→ Extracted material
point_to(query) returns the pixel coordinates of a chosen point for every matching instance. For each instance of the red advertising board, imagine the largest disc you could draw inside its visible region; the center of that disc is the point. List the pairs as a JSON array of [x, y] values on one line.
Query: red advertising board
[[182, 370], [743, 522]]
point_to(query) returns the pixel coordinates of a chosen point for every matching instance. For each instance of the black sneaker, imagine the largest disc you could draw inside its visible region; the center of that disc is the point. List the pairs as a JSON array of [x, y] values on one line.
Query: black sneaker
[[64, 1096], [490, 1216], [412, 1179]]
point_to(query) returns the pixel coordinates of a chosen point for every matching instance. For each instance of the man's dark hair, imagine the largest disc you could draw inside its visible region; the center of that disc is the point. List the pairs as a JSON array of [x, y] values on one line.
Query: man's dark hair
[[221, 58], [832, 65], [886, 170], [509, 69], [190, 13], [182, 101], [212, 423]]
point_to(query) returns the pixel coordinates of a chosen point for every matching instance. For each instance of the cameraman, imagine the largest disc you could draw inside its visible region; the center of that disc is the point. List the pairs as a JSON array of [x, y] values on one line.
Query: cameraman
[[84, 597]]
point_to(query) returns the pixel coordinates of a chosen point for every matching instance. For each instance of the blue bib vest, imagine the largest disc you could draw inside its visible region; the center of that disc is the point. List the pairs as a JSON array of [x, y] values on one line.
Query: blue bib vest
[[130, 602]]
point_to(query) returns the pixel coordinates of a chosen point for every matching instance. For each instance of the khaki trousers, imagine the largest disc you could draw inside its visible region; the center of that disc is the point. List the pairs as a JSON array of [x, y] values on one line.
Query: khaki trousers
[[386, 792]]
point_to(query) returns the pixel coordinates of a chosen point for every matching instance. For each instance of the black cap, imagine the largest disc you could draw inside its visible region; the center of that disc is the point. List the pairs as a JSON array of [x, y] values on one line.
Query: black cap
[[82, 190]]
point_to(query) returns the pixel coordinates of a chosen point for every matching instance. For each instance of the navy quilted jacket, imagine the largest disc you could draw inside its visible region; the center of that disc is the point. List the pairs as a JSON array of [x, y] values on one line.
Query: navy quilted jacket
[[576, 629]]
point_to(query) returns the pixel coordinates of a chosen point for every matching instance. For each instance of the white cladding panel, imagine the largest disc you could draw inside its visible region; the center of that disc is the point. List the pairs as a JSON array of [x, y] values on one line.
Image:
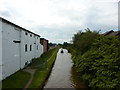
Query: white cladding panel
[[14, 54], [0, 50]]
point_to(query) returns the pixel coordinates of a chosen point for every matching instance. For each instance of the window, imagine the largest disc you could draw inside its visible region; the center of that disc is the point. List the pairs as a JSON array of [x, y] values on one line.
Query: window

→ Task
Retype every line from the line with "of the blue" to the line with "[[14, 54], [0, 50]]", including both of those lines. Leave the picture out of your copy.

→ In response
point_to(query) returns the pixel coordinates of a chosen point for every matching instance. For each instance of the blue bib vest, imagine the largest disc you could draw inside its visible region; the center of that disc is the point. List the pairs as a JSON array of [x, y] values on one line.
Query: blue bib vest
[[130, 602]]
point_to(query) returns the pixel coordinates of a chosen point for every matching instance. For each instance of the khaki trousers, imagine the largest disc you could draw inside its visible region; the center of that disc is the point. List the pairs as a JSON array of [x, y] values on one line.
Query: khaki trousers
[[386, 792]]
point_to(query) returns the pixel coordinates of a chosen point for every matching instance. For each instance of the black cap, imagine the largest disc you could draw inside its visible region; the center of that disc is the point. List the pairs as a JSON array of [x, y] values on one line.
Query: black cap
[[82, 190]]
point_to(query) returns the pixel coordinates of a chosen point for every matching instance. For each instance of the navy quilted jacket, imagine the largest disc you could draw inside its visible region; the center of that disc is the point. List the pairs as a JSON array of [x, y] values on one line.
Query: navy quilted jacket
[[576, 629]]
point_to(query) returns the pixel coordinates of a chosen point for every matching instance. For each instance of the white cladding panel, imagine the largest disc you could draw inside its visible region; the center of that disc is the point. List the pairs as a JSON array of [x, y] values on one line.
Image:
Query: white cladding panel
[[14, 54], [0, 50]]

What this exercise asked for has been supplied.